-- WHAT THE EXERCISE ASKS --
Omit the images, then output each of the records below exactly.
- - - - -
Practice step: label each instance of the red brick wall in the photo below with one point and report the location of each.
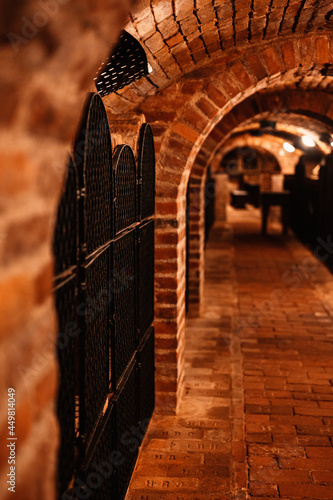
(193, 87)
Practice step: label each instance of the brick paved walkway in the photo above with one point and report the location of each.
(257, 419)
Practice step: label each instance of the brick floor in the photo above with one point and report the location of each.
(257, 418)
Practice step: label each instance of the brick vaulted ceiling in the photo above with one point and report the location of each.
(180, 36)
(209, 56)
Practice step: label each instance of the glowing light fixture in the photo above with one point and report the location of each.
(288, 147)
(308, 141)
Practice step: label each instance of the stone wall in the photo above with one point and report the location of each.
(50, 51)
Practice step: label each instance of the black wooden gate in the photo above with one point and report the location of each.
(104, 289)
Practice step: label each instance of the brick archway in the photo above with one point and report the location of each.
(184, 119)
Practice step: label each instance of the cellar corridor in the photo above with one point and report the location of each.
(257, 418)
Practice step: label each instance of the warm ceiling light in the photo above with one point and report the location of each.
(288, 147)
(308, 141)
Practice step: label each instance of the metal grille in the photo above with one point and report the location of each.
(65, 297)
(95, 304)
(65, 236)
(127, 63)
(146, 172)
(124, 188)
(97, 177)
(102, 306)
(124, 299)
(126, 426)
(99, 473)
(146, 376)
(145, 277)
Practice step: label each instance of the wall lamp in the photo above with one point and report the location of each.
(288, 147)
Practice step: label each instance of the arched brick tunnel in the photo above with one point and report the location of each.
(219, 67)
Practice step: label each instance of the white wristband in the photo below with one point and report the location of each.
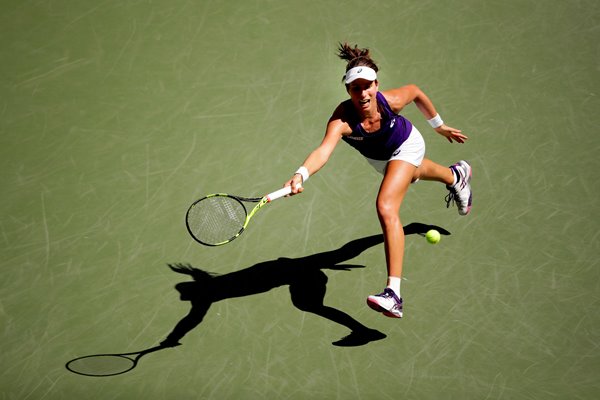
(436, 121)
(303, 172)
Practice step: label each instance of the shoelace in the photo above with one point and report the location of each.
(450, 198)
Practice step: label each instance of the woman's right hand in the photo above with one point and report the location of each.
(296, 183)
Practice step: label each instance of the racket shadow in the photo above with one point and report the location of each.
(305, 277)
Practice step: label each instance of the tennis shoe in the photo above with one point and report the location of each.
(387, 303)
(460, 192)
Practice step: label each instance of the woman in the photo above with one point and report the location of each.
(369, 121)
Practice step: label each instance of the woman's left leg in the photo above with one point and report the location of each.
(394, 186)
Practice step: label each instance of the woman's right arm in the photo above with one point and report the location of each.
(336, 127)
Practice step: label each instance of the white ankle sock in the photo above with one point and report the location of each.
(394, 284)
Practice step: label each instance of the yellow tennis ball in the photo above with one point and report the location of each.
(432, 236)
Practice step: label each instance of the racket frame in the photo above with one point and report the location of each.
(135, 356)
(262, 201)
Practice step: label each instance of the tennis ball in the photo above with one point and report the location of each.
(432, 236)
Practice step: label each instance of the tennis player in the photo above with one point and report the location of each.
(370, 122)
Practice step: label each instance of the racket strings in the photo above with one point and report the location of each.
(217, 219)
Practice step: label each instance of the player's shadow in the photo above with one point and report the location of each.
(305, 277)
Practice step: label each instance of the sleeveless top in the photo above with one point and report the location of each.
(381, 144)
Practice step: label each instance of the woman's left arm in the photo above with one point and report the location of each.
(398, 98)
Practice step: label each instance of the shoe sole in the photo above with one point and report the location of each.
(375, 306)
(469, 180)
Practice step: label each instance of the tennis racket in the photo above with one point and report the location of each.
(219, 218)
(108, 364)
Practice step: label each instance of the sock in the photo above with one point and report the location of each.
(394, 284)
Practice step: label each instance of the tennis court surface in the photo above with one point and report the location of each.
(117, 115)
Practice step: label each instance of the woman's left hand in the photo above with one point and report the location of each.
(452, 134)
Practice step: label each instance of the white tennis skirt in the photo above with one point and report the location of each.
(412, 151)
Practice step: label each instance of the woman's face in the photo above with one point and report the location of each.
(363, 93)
- - - - -
-- WORKED SOLUTION --
Practice step: label each instance of the red brick wall in the photo below with one point and report the location of each.
(193, 87)
Practice step: label each instance of the brick paved walkway in the photo above with one point and report the location of each.
(257, 419)
Practice step: label each instance of the brick floor in the photo above with one point and report the location of each.
(257, 418)
Practice step: label each instance of the brick vaulted ceiling in the photo above with one point and report the location of each.
(180, 36)
(209, 56)
Practice step: label each instance of the glowing light fixture in the photo above with one point and report the location of each.
(288, 147)
(308, 141)
Practice step: label each instance of the stone wall in the photo above with one point and report the location of each.
(50, 51)
Practice step: label each instance of the black wooden gate in the photo above with one point and report the location of each.
(104, 289)
Practice step: label each instance of the brick archway in the photo above with one point and report the location of each.
(184, 119)
Practice step: label each instance of the cellar corridor in the photo above with one point and report the location of each.
(257, 418)
Practice step: label each instance of the warm ceiling light in the photo above with one point and report the location of each.
(288, 147)
(308, 141)
Practice step: label each instance of the metal grille in the photo above with one point and report the location of each.
(65, 297)
(95, 304)
(65, 236)
(127, 63)
(146, 172)
(124, 188)
(97, 177)
(102, 306)
(124, 299)
(126, 426)
(99, 473)
(146, 376)
(145, 277)
Practice step: label each instance of the wall lamp in the photo above with one point and report the location of each.
(288, 147)
Practice step: label each instance of the arched brick tunnel in the photo above with one point and report the location of each.
(219, 67)
Practice step: label each instance of the white wristband in the photo below with one point and report the location of each.
(436, 121)
(303, 172)
Practice step: label each instance of the shoelace in the photo above with one point and report the location of each.
(450, 198)
Practice step: label each instance of the woman's right hand in the photo above with one point and report the location of each.
(296, 183)
Practice step: label each instance of the racket shadow in the photo above with one point and report the location of each.
(305, 277)
Practice step: label each instance of the tennis shoe in the photo above with one point and report the location of each.
(387, 303)
(460, 192)
Practice step: label each instance of the woman in the photo above with one point and report the location of each.
(369, 121)
Practice step: label each instance of the woman's left leg in the photo above with one point and report the location of each.
(394, 186)
Practice step: label each instance of the woman's right arm in the photo above with one point and report the location of each.
(336, 127)
Practice step: label each instance of the white ankle sock in the photo above with one point and report the location of each.
(394, 284)
Practice step: label each instance of the yellow tennis ball in the photo above with one point and report the location of each.
(432, 236)
Practice step: label each instance of the racket frame in the photo above with one point and report the location of each.
(135, 356)
(262, 201)
Practice step: label each instance of the tennis ball in the photo above with one point and report the location of each.
(432, 236)
Practice step: label each instance of the tennis player in the photo above with one point and report the location of each.
(370, 122)
Practice step: label each instance of the racket strings in the photo above with one point and report the location of each.
(217, 219)
Practice step: label each instance of the player's shadow in the photo above with one point and report the location of each.
(305, 277)
Practice step: label each instance of the sleeveless top in the photo above with one point and report the location of each.
(381, 144)
Practice step: label each instance of the woman's left arm in the photo above with one point and report the location of each.
(398, 98)
Practice step: label each instance of the shoe sole in the photo above with one point and report the location of each.
(375, 306)
(469, 180)
Practice step: label each instance of the tennis racket in the photo above with one point and report the location of each.
(219, 218)
(108, 364)
Practice step: label each instance of the sock in the photo above with one point and report the location of each.
(394, 284)
Practice step: label each instance of the tennis court surface in the photo above with one point and report the location of each.
(117, 115)
Practice step: label each instance of the woman's left hand in the photo above with one point and report the location of each.
(452, 134)
Practice step: label each instance of the white tennis skirt in the photo above with one point and report the location of each.
(412, 151)
Practice step: label each instance of the woman's face in the photo above with one point and report the location of each.
(363, 93)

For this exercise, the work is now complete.